[Start of SELECTED EXCERPT]

American Innovation and Competitiveness Act of 2017
- Acronyms (colloquial): AICA
- Nicknames: American Innovation and Competitiveness Act
- Enacted by: the 114th United States Congress

Citations
- Public law: Pub. L. 114–329 (text) (PDF)

Legislative history
- Introduced in the Senate as S. 3084 by Cory Gardner (R–CO) on June 22, 2016; Committee consideration by Senate Committee on Commerce, Science, and Transportation; Passed the Senate on December 10, 2016 ; Passed the House on December 16, 2016 ; Signed into law by President Barack Obama on January 6, 2017;

= American Innovation and Competitiveness Act =

2017 U.S. legislation

The American Innovation and Competitiveness Act (AICA) is a United States federal law enacted in 2017 by President Barack Obama that aims to invest in cybersecurity and cryptography research. The legislation was initially introduced in the Senate by Cory Gardner (R-CO) and Gary Peters (D-MI). The legislation serves as a reauthorization of the 2010 America COMPETES Act that expired in 2013.

The legislation updates instructions to the National Science Foundation and the National Institute of Standards and Technology (NIST), with a director of security position being created in the latter. AICA supports the coordination of citizen science and crowdsourcing by Federal agencies to accomplish their missions.

[End of SELECTED EXCERPT]

| TASKS TO CARRY OUT |
A. Can you copy the passage on the American Innovation and Competitiveness Act word for word, starting at "2017 U.S. legislation" and ending at "expired in 2013."?
B. Would you extend the text on the American Innovation and Competitiveness Act onward from its last sentence?

[Start of PROVIDED INFORMATION]

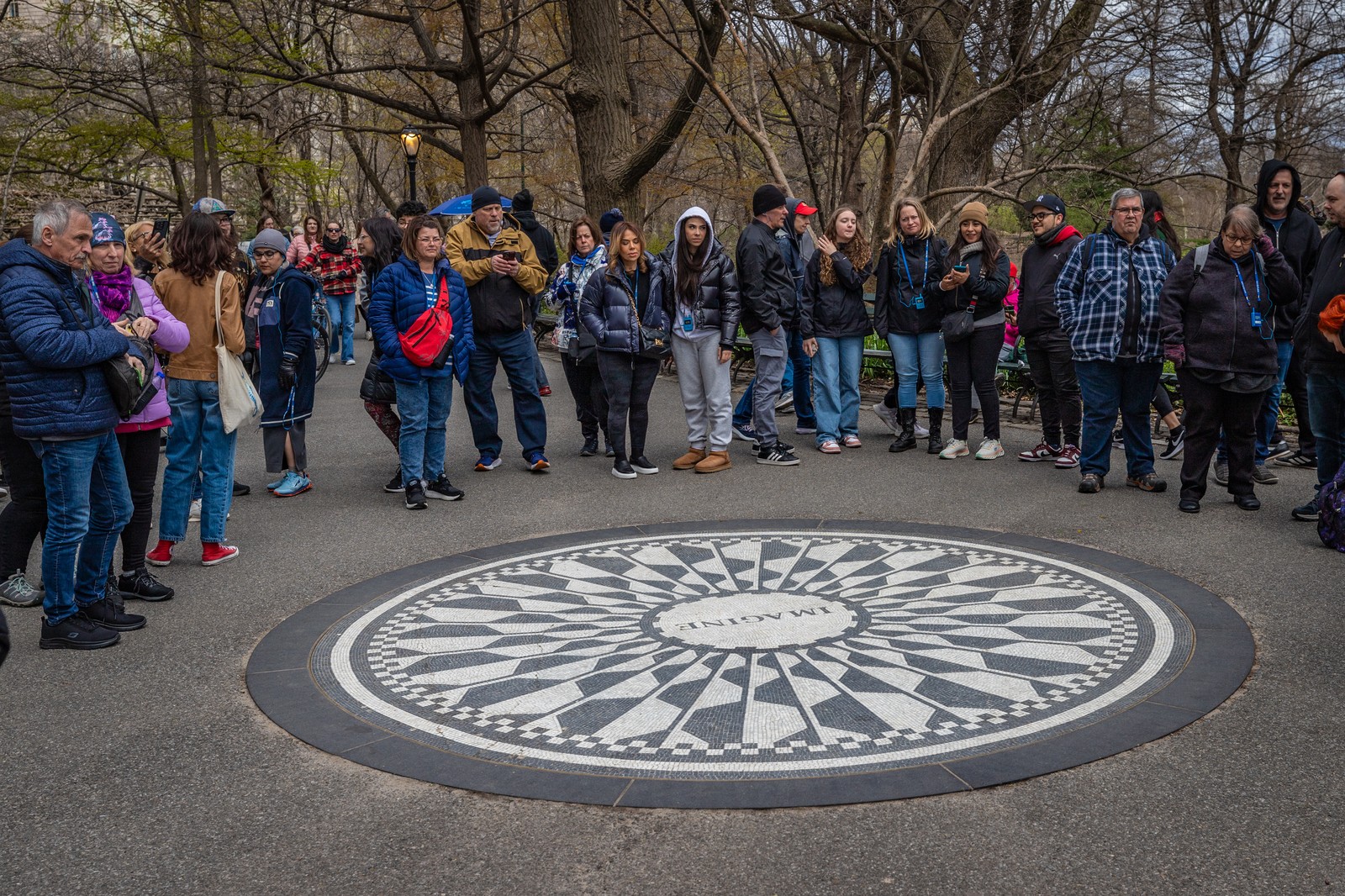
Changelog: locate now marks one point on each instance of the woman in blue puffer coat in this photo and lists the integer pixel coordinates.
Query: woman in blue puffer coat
(416, 282)
(615, 304)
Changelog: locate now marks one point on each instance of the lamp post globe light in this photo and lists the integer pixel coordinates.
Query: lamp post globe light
(410, 145)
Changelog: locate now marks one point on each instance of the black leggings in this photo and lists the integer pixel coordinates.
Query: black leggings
(972, 363)
(26, 515)
(140, 456)
(629, 380)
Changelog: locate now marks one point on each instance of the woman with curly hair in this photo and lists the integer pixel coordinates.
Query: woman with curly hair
(834, 323)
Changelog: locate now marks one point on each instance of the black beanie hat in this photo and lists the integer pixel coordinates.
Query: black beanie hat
(767, 198)
(483, 197)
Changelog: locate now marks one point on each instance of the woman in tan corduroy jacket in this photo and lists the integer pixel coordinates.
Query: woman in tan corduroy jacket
(202, 256)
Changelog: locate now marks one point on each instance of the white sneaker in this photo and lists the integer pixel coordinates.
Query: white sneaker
(990, 448)
(889, 417)
(955, 448)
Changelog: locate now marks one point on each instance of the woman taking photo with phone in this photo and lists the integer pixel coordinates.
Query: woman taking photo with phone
(703, 302)
(834, 323)
(616, 306)
(975, 282)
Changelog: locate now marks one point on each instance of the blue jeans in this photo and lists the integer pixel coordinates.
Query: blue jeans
(518, 354)
(1107, 387)
(87, 506)
(836, 376)
(918, 356)
(197, 440)
(1327, 407)
(424, 408)
(798, 370)
(342, 311)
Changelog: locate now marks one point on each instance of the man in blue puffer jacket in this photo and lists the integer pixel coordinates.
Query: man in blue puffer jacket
(51, 345)
(424, 396)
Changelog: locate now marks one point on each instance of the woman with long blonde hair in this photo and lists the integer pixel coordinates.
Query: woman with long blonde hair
(834, 322)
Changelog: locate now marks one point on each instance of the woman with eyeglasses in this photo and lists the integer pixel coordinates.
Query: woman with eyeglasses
(1217, 329)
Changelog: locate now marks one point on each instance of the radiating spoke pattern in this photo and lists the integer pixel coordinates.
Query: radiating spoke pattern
(731, 656)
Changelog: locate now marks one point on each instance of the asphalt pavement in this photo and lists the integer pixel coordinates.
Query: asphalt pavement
(145, 768)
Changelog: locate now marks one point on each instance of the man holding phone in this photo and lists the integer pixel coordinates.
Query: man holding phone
(502, 272)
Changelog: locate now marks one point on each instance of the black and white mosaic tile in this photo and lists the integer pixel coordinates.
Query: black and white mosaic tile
(719, 656)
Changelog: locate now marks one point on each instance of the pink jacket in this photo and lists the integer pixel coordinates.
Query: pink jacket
(171, 336)
(300, 248)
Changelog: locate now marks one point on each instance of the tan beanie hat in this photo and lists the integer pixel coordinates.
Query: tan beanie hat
(974, 212)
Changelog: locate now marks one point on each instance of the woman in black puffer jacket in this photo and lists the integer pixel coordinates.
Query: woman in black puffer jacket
(1217, 329)
(703, 302)
(615, 304)
(380, 244)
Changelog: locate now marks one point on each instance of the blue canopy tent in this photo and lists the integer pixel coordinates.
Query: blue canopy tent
(463, 206)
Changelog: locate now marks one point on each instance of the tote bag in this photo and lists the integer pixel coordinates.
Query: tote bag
(239, 400)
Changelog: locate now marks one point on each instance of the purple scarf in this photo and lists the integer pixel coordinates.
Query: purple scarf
(114, 293)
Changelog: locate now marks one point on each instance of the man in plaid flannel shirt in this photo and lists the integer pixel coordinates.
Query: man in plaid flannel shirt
(336, 266)
(1107, 295)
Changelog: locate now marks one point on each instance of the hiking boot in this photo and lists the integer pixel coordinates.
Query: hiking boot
(76, 633)
(690, 459)
(715, 461)
(443, 490)
(1147, 482)
(140, 584)
(778, 455)
(1068, 458)
(17, 591)
(215, 552)
(105, 614)
(1044, 451)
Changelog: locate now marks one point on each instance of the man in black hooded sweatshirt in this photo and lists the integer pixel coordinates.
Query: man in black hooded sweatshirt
(1297, 235)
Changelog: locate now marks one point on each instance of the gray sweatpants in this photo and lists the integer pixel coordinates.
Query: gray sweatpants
(770, 354)
(706, 392)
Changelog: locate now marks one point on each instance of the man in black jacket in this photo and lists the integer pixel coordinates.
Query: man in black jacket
(1322, 361)
(1297, 235)
(766, 288)
(1049, 356)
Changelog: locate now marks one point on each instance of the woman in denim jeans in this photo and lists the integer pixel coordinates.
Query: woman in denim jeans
(202, 256)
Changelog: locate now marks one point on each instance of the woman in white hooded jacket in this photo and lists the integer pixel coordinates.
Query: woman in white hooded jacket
(703, 303)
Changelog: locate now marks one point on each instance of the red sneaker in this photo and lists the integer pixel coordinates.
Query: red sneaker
(215, 552)
(161, 555)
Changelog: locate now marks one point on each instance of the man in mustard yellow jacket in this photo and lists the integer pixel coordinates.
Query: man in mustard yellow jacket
(502, 272)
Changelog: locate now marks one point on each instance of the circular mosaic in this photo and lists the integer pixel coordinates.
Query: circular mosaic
(716, 660)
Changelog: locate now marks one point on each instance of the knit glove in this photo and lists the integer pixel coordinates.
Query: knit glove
(288, 370)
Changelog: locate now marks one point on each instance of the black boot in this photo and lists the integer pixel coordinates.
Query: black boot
(935, 430)
(905, 439)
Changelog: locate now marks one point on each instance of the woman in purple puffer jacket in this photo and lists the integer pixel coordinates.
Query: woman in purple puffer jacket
(124, 298)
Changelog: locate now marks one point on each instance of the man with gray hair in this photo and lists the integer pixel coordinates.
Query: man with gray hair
(1107, 295)
(53, 342)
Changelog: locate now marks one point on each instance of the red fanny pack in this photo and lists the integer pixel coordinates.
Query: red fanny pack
(430, 340)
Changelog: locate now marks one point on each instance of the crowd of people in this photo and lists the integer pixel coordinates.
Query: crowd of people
(87, 302)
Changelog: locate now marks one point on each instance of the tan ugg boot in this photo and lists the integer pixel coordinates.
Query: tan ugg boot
(715, 461)
(692, 458)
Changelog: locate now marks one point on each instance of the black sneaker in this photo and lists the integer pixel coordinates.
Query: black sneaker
(76, 633)
(1306, 513)
(103, 613)
(778, 455)
(443, 490)
(140, 584)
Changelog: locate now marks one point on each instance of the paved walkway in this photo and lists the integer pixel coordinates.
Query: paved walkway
(147, 768)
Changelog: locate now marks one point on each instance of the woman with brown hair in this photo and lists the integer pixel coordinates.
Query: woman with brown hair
(202, 259)
(834, 323)
(616, 304)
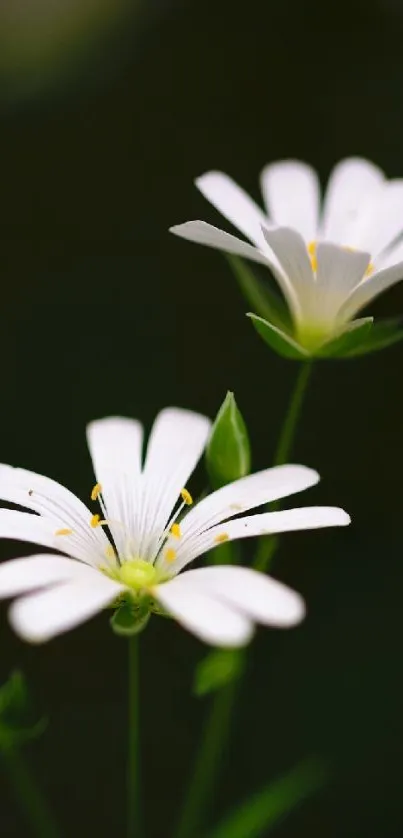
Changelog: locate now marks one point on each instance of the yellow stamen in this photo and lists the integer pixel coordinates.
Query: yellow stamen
(312, 255)
(176, 531)
(186, 497)
(96, 491)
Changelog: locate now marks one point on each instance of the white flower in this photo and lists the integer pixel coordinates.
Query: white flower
(330, 260)
(148, 546)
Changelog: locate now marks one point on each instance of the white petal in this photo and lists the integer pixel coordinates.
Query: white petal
(176, 444)
(41, 616)
(390, 257)
(23, 526)
(248, 493)
(267, 523)
(339, 271)
(381, 222)
(234, 203)
(292, 194)
(202, 614)
(352, 183)
(251, 593)
(115, 445)
(369, 289)
(202, 233)
(20, 576)
(290, 250)
(60, 508)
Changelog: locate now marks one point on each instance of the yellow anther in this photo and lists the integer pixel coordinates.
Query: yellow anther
(176, 531)
(186, 497)
(96, 491)
(312, 255)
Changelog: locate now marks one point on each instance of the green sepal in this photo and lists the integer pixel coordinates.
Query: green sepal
(130, 619)
(257, 816)
(259, 295)
(278, 340)
(218, 668)
(383, 334)
(16, 722)
(228, 449)
(348, 339)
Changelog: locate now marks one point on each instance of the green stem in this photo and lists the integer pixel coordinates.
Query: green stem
(29, 795)
(208, 761)
(268, 544)
(217, 728)
(133, 765)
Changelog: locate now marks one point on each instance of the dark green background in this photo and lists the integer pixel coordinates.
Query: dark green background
(103, 312)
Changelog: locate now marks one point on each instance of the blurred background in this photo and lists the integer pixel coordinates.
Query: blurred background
(109, 109)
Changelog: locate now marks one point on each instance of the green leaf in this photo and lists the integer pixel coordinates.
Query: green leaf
(260, 297)
(228, 448)
(16, 714)
(262, 811)
(217, 669)
(383, 334)
(284, 345)
(350, 338)
(130, 619)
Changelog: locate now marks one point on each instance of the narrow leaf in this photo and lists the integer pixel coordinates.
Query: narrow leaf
(260, 813)
(284, 345)
(228, 449)
(383, 334)
(259, 295)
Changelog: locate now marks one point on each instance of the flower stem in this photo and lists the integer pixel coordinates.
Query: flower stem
(208, 762)
(218, 725)
(133, 766)
(29, 795)
(268, 544)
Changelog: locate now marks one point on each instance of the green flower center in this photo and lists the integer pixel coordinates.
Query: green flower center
(138, 574)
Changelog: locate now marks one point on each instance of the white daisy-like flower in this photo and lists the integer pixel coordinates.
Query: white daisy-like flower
(329, 260)
(151, 542)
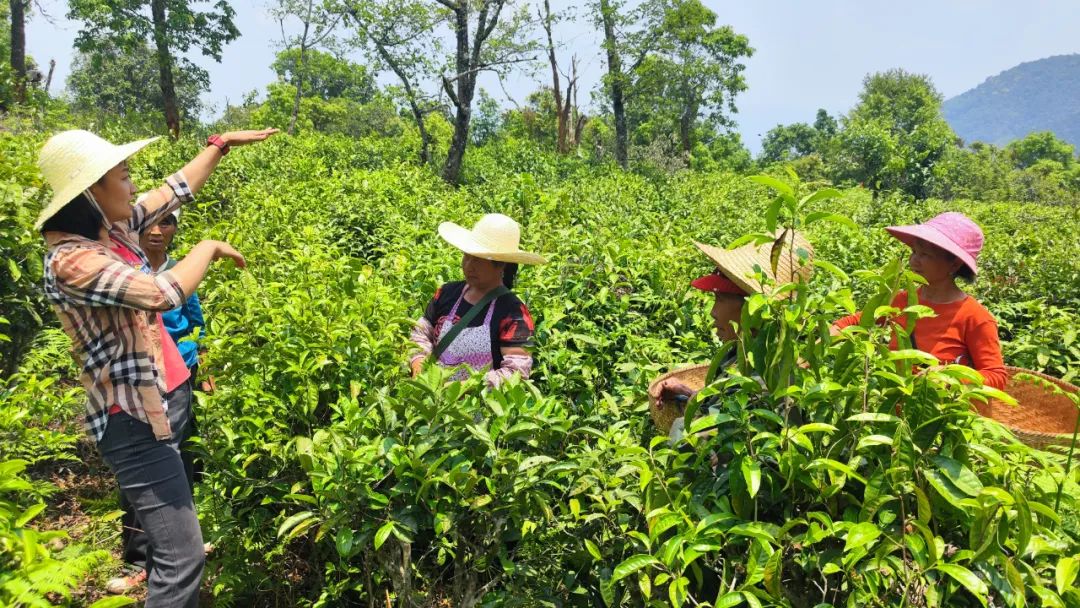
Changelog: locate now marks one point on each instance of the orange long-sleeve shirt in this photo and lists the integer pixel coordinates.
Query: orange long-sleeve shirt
(963, 332)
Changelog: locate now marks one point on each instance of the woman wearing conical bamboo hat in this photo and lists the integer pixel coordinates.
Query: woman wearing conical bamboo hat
(478, 322)
(99, 283)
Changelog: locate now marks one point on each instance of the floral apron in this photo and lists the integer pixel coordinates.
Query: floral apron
(473, 345)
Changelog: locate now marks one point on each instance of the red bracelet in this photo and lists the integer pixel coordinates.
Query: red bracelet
(218, 143)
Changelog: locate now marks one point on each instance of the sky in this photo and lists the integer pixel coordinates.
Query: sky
(808, 55)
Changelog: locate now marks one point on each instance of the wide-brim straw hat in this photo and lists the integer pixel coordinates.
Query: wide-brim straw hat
(72, 161)
(495, 237)
(743, 265)
(952, 231)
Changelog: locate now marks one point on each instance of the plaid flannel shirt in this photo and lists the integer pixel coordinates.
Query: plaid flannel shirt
(107, 308)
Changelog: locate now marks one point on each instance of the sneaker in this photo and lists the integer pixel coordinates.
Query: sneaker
(121, 585)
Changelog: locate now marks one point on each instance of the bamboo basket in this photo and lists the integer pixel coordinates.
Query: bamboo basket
(1042, 418)
(665, 413)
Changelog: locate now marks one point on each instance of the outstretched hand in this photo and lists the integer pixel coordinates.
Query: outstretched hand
(224, 250)
(672, 388)
(244, 137)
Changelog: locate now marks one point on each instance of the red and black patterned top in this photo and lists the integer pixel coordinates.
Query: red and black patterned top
(511, 322)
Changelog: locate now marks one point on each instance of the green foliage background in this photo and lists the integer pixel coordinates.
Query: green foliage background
(333, 480)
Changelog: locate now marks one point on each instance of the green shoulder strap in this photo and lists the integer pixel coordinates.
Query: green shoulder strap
(448, 338)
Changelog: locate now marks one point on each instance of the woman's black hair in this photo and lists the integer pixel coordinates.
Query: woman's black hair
(78, 217)
(509, 274)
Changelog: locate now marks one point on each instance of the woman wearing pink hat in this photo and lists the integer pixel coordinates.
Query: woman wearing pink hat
(963, 332)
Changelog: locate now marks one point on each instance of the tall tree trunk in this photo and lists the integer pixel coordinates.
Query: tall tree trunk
(414, 105)
(562, 118)
(301, 67)
(686, 125)
(462, 97)
(165, 67)
(18, 46)
(49, 79)
(617, 82)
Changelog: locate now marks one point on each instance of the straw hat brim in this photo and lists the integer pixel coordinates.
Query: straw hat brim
(470, 243)
(82, 177)
(908, 234)
(743, 265)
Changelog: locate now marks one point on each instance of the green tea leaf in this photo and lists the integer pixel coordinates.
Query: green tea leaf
(966, 578)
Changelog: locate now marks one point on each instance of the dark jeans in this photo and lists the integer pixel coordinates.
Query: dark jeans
(154, 481)
(181, 419)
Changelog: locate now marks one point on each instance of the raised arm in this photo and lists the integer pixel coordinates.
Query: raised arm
(91, 278)
(196, 173)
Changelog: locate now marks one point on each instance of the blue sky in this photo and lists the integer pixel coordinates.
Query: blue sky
(808, 55)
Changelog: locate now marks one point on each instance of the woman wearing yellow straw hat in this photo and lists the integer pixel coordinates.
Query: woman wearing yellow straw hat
(740, 272)
(480, 322)
(99, 282)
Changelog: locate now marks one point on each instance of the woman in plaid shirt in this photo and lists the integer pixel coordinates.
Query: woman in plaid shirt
(111, 310)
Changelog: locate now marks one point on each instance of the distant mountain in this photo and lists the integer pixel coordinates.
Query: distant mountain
(1042, 95)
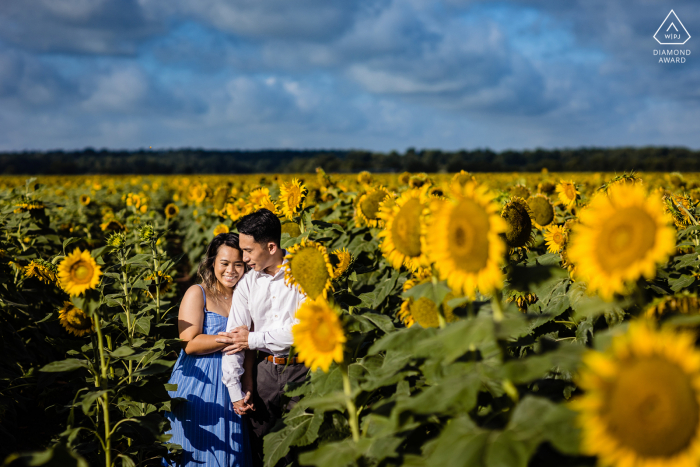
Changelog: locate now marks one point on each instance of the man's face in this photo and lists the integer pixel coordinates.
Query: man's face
(255, 255)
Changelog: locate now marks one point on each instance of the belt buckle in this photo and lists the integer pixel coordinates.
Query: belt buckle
(274, 360)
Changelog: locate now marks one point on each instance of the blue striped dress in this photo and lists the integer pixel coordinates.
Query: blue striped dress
(207, 428)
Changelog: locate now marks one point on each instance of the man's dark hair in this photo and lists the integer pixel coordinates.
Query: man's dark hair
(262, 225)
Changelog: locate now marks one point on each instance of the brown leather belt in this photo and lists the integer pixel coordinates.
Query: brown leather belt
(281, 360)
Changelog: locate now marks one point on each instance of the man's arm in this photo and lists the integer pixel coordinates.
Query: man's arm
(232, 365)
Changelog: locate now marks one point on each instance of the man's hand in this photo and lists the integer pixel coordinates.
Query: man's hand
(242, 406)
(237, 338)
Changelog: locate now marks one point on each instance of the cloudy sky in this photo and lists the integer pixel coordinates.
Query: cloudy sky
(367, 74)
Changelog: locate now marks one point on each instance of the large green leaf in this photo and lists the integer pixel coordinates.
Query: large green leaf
(69, 364)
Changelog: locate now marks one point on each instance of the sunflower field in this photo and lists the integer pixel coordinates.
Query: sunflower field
(452, 319)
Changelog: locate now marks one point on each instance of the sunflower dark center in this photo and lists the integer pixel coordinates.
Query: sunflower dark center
(651, 407)
(310, 271)
(625, 238)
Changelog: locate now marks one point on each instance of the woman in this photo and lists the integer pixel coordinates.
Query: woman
(206, 426)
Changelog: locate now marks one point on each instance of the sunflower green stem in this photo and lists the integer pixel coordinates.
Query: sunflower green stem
(350, 403)
(105, 397)
(497, 307)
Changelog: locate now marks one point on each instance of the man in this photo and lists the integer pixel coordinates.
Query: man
(262, 314)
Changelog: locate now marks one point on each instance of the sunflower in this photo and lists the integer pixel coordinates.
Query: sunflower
(519, 233)
(462, 177)
(463, 240)
(364, 177)
(423, 311)
(220, 197)
(344, 259)
(78, 272)
(625, 178)
(26, 206)
(309, 267)
(621, 236)
(198, 193)
(401, 236)
(292, 197)
(111, 224)
(680, 208)
(521, 191)
(74, 319)
(641, 402)
(546, 187)
(257, 195)
(42, 270)
(404, 177)
(221, 228)
(522, 299)
(117, 240)
(269, 204)
(568, 194)
(367, 207)
(419, 180)
(684, 302)
(292, 228)
(171, 210)
(555, 238)
(318, 335)
(541, 209)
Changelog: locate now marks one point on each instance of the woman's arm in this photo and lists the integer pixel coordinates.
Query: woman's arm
(190, 324)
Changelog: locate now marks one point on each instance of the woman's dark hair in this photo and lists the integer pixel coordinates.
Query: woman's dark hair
(262, 225)
(205, 271)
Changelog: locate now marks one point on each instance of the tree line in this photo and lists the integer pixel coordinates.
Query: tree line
(200, 161)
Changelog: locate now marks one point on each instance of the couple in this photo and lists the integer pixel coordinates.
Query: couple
(241, 306)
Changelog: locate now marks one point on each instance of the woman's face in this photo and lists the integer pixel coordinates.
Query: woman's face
(228, 266)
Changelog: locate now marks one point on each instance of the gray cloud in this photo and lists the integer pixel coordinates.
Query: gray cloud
(380, 74)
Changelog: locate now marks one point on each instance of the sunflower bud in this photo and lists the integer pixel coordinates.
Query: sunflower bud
(147, 232)
(117, 240)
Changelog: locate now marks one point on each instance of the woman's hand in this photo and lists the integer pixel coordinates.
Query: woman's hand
(241, 407)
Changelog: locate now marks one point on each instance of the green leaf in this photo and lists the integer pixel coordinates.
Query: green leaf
(525, 370)
(123, 351)
(506, 450)
(435, 291)
(382, 322)
(155, 367)
(302, 429)
(56, 456)
(126, 461)
(681, 282)
(337, 454)
(452, 395)
(69, 241)
(461, 443)
(537, 419)
(69, 364)
(88, 399)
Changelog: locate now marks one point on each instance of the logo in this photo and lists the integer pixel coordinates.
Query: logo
(671, 31)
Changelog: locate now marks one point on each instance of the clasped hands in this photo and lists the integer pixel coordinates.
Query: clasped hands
(241, 407)
(237, 339)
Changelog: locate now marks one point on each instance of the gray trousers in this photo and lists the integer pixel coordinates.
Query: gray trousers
(270, 380)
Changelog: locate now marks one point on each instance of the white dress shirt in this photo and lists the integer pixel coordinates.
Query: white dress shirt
(268, 307)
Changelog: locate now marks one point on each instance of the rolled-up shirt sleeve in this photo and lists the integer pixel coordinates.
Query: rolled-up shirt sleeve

[End of PROVIDED INFORMATION]

| IN RESPONSE |
A.
2017 U.S. legislation

The American Innovation and Competitiveness Act (AICA) is a United States federal law enacted in 2017 by President Barack Obama that aims to invest in cybersecurity and cryptography research. The legislation was initially introduced in the Senate by Cory Gardner (R-CO) and Gary Peters (D-MI). The legislation serves as a reauthorization of the 2010 America COMPETES Act that expired in 2013.

B.
== Provisions ==
As a result of AICA:

- Program requirements on the Networking and Information Technology Research and Development program, which coordinates advanced computer research across U.S. government agencies, were revised
- The Office of Management and Budget was given the responsibility to create an interagency working group to reduce administrative burdens on federally-funded researchers.
- Both interagency advisory panel and working groups were created to consider education for science, technology, engineering, and mathematics (STEM) fields.

==See also==
- Computer security
- Information assurance
- Information security
- Information security management system
- IT risk
- Threat (computer)
- Vulnerability (computing)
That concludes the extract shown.